**Try it:** Exactly the lines from the one with "Label the steel" through the end of the data below must be set down, and no pictures with them.

(Beginning of Data records)

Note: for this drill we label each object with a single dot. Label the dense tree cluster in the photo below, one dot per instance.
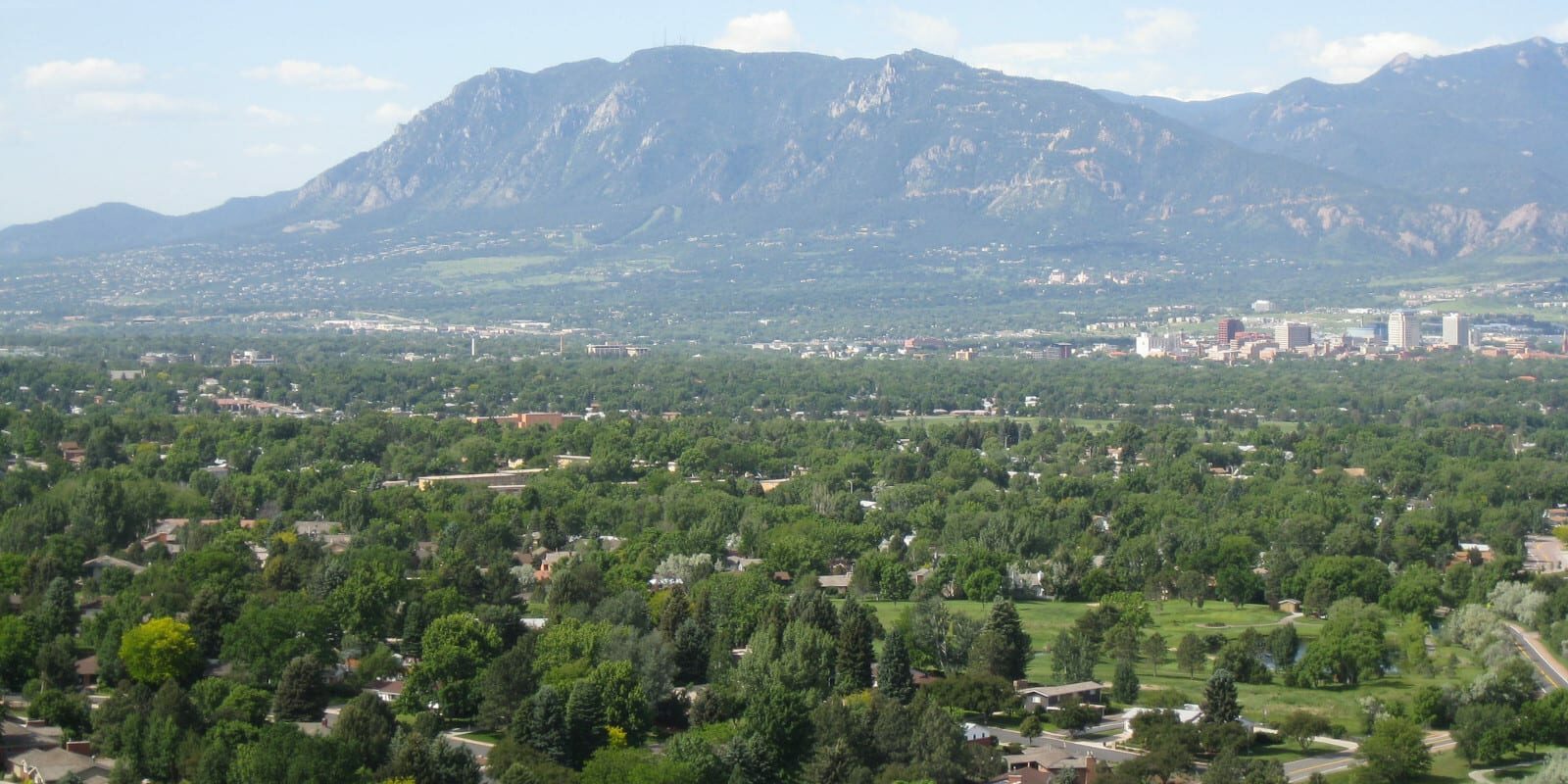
(671, 579)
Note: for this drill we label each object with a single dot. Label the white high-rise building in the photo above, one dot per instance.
(1165, 344)
(1403, 329)
(1293, 334)
(1457, 331)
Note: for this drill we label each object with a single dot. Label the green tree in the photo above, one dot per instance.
(1350, 645)
(1152, 650)
(1191, 653)
(1031, 728)
(1073, 658)
(1301, 726)
(585, 728)
(455, 648)
(855, 653)
(300, 692)
(67, 710)
(1219, 698)
(18, 651)
(1396, 752)
(1003, 647)
(1486, 733)
(1125, 689)
(366, 728)
(161, 650)
(893, 671)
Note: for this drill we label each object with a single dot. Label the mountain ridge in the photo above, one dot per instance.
(797, 140)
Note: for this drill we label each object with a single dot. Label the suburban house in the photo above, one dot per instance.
(1043, 764)
(104, 564)
(57, 764)
(549, 562)
(86, 670)
(977, 734)
(1051, 698)
(386, 690)
(917, 676)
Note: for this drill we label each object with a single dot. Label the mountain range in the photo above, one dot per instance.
(1427, 159)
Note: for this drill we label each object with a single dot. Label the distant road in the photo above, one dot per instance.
(1346, 758)
(1058, 741)
(1552, 671)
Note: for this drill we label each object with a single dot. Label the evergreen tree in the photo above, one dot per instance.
(585, 729)
(855, 653)
(692, 653)
(543, 725)
(1126, 686)
(893, 671)
(938, 744)
(1191, 653)
(300, 692)
(1152, 650)
(836, 764)
(1003, 647)
(366, 728)
(1219, 698)
(1073, 656)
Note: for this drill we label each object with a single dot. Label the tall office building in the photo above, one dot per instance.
(1293, 334)
(1403, 329)
(1455, 331)
(1228, 329)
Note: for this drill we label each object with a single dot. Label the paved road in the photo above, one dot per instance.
(1325, 764)
(1058, 741)
(1346, 758)
(1529, 643)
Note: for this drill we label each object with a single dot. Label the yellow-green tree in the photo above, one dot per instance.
(159, 650)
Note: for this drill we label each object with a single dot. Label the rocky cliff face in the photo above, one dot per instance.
(687, 138)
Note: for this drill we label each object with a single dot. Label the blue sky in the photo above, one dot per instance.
(176, 106)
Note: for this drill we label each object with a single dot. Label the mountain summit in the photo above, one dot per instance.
(684, 138)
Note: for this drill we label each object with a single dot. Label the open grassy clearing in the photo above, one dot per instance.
(1262, 703)
(483, 266)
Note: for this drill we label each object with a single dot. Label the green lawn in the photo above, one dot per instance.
(1446, 768)
(1259, 703)
(1286, 752)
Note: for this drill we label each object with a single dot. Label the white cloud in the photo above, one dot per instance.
(1201, 93)
(193, 169)
(270, 117)
(1150, 33)
(765, 31)
(1159, 28)
(91, 73)
(135, 104)
(274, 149)
(316, 75)
(392, 114)
(1356, 57)
(922, 30)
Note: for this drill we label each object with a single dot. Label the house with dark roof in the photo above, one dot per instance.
(57, 764)
(1051, 698)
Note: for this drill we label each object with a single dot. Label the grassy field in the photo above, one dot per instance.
(1259, 703)
(462, 269)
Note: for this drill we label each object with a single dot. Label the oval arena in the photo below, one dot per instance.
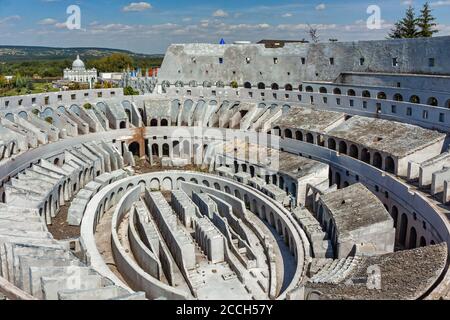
(242, 172)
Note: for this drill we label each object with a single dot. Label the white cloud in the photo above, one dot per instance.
(321, 7)
(220, 13)
(9, 19)
(47, 21)
(137, 6)
(441, 3)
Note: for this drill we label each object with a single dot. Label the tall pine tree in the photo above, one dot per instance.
(409, 24)
(426, 22)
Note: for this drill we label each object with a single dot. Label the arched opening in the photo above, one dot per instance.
(412, 238)
(390, 165)
(331, 144)
(166, 150)
(155, 150)
(423, 242)
(365, 155)
(288, 134)
(366, 94)
(394, 215)
(432, 101)
(403, 229)
(343, 147)
(135, 148)
(381, 96)
(337, 180)
(353, 151)
(377, 160)
(414, 99)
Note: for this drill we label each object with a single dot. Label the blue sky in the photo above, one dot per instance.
(150, 26)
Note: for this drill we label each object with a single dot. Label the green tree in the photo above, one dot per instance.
(129, 91)
(426, 22)
(396, 32)
(409, 24)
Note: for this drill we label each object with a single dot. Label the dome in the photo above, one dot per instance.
(78, 64)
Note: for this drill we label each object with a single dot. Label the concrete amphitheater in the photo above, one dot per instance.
(310, 171)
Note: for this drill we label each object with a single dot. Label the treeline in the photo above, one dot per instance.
(413, 26)
(117, 62)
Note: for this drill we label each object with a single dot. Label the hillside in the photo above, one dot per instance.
(25, 53)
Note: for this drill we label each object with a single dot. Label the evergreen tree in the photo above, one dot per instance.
(409, 24)
(426, 22)
(396, 32)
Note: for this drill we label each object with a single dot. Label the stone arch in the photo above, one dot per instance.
(353, 152)
(337, 180)
(331, 144)
(155, 184)
(381, 96)
(432, 101)
(343, 147)
(390, 165)
(167, 184)
(309, 138)
(377, 160)
(135, 148)
(423, 242)
(397, 97)
(288, 134)
(412, 238)
(366, 94)
(166, 150)
(414, 99)
(394, 214)
(365, 155)
(403, 229)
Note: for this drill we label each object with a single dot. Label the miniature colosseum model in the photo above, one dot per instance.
(312, 171)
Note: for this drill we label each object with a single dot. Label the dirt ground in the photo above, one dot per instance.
(60, 229)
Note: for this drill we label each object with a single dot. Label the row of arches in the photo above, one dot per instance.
(375, 158)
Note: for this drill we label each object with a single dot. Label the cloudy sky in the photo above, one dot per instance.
(150, 26)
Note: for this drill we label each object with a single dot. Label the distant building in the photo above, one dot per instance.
(279, 43)
(80, 74)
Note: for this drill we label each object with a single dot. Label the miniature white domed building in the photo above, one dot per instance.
(78, 73)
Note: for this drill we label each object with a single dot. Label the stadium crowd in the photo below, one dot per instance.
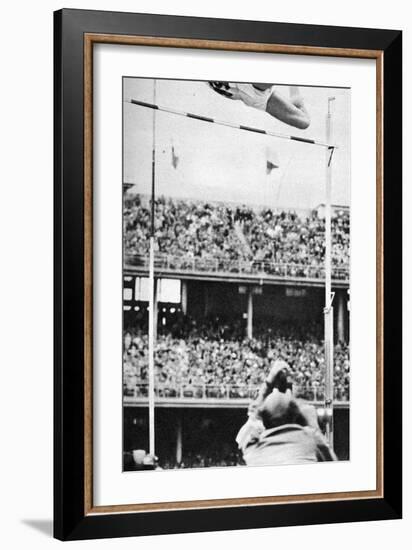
(237, 237)
(212, 359)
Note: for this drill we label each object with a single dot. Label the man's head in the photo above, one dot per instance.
(280, 408)
(280, 375)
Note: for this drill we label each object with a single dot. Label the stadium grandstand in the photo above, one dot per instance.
(236, 287)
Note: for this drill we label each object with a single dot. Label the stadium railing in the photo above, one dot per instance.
(311, 392)
(167, 262)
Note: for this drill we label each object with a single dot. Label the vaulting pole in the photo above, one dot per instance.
(253, 129)
(151, 292)
(328, 310)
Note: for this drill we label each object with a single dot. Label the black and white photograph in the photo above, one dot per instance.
(236, 271)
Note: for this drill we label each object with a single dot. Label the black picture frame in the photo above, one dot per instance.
(71, 522)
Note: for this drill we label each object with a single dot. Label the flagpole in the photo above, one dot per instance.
(151, 292)
(328, 310)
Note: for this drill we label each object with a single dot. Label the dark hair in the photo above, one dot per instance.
(292, 415)
(281, 381)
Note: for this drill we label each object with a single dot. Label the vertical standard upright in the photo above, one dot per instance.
(328, 310)
(151, 292)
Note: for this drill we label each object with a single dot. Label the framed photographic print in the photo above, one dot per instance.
(227, 274)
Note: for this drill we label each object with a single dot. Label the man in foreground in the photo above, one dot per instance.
(280, 429)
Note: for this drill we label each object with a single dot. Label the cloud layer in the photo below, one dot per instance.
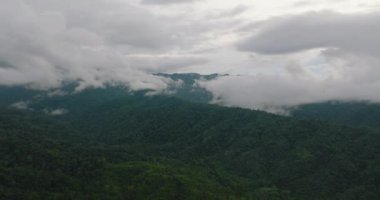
(346, 64)
(45, 43)
(275, 58)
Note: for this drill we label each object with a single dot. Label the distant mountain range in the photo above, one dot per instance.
(110, 143)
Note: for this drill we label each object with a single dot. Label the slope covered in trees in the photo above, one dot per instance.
(357, 113)
(111, 144)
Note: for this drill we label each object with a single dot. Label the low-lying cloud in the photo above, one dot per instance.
(348, 53)
(45, 43)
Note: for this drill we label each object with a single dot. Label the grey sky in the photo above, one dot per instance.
(285, 52)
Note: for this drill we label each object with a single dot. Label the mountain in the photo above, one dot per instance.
(354, 113)
(113, 144)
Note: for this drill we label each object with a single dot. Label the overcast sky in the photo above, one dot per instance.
(278, 52)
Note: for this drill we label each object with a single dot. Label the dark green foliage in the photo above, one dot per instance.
(115, 145)
(350, 113)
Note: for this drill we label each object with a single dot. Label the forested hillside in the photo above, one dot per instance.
(113, 144)
(355, 113)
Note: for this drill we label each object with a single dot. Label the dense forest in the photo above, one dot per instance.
(114, 144)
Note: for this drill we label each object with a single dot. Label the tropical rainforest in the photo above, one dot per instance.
(111, 143)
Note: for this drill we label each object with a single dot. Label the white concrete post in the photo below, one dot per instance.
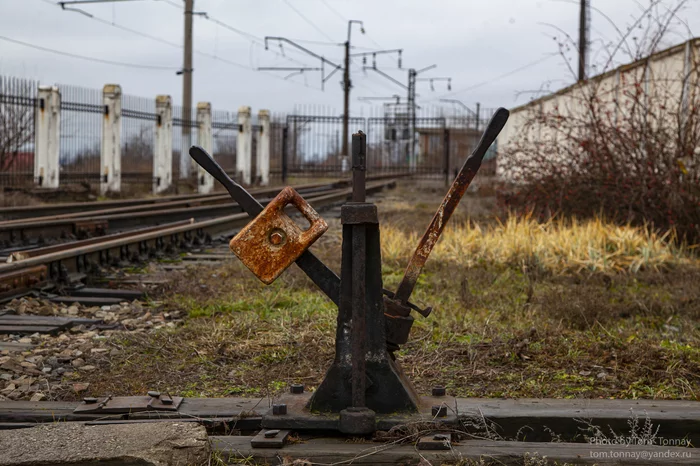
(263, 165)
(163, 153)
(47, 137)
(111, 155)
(244, 145)
(205, 182)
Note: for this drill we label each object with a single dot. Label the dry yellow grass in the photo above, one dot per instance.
(556, 246)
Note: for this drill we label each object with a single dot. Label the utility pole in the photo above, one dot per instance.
(346, 83)
(583, 27)
(346, 88)
(412, 80)
(185, 162)
(346, 97)
(186, 71)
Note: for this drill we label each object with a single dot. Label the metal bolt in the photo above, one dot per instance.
(439, 411)
(279, 409)
(277, 237)
(296, 388)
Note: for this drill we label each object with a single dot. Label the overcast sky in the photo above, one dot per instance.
(496, 51)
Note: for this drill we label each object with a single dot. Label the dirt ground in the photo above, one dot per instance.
(498, 329)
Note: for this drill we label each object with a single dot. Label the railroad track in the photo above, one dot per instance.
(34, 263)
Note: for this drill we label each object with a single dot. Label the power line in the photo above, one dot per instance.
(340, 16)
(496, 78)
(93, 59)
(308, 21)
(173, 44)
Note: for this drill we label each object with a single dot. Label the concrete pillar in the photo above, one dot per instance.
(47, 137)
(205, 182)
(263, 165)
(163, 152)
(111, 155)
(244, 148)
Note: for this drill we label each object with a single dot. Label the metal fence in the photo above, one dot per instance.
(139, 120)
(18, 101)
(225, 135)
(432, 143)
(315, 144)
(184, 136)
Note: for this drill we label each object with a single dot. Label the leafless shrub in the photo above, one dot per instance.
(625, 144)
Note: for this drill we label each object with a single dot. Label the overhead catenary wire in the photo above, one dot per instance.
(180, 46)
(92, 59)
(307, 20)
(496, 78)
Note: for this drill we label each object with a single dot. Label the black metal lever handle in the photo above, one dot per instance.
(246, 200)
(498, 121)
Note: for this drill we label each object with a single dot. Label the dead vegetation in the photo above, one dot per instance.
(531, 326)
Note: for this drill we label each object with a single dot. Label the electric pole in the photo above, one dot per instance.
(186, 72)
(346, 88)
(185, 162)
(346, 83)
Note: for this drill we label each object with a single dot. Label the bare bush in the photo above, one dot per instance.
(625, 144)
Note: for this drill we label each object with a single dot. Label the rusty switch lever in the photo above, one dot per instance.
(317, 271)
(448, 206)
(312, 266)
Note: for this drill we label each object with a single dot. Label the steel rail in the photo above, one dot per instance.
(171, 235)
(25, 212)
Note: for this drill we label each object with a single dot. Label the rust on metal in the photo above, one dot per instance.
(25, 278)
(92, 227)
(432, 234)
(273, 241)
(447, 207)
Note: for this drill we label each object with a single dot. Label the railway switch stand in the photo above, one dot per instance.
(364, 387)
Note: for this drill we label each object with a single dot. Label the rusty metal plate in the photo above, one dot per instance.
(272, 241)
(126, 404)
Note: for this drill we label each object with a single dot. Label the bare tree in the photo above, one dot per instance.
(623, 144)
(16, 120)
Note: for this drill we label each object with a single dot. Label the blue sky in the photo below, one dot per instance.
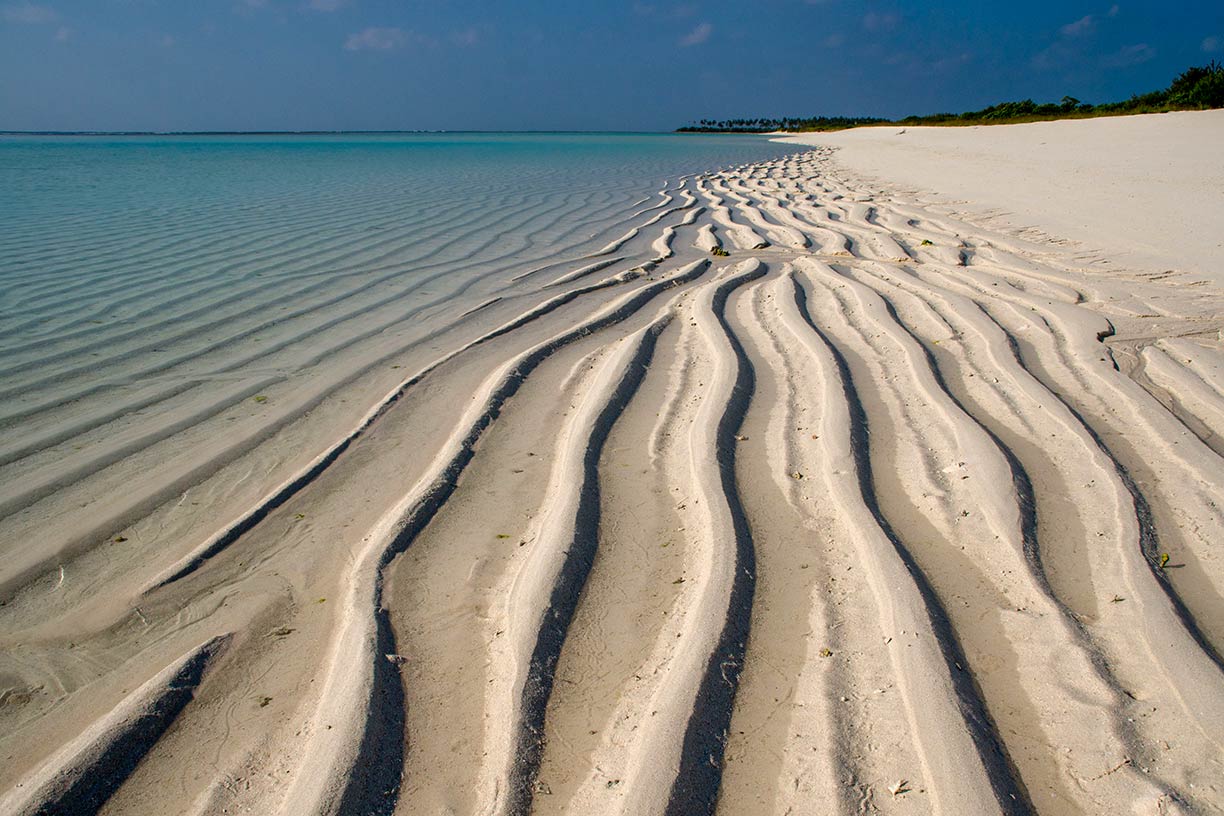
(569, 65)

(End of Data records)

**Answer below:**
Note: for this drill we label each object with a single dot. Label the steel rail in the photo above, one dot per instance.
(171, 235)
(25, 212)
Note: for this drill we label each object with a single dot. Label the rust on metal in the photo above, one dot per instance.
(25, 278)
(92, 227)
(432, 234)
(273, 241)
(447, 207)
Note: for this drill we label each object with a single dot. Label the railway switch stand in the photo above, one dot per instance.
(364, 387)
Note: for this drill we label each object with a single dot. Label the rusty metal plate in the photo above, one dot per instance.
(272, 241)
(126, 404)
Note: for this drill we label each object with a single dot. Label the bare tree in the photo above, one dot per instance.
(623, 144)
(16, 120)
Note: for this drill we label each object with a single dot. Label the blue sky in the photo below, one dot per instance.
(569, 65)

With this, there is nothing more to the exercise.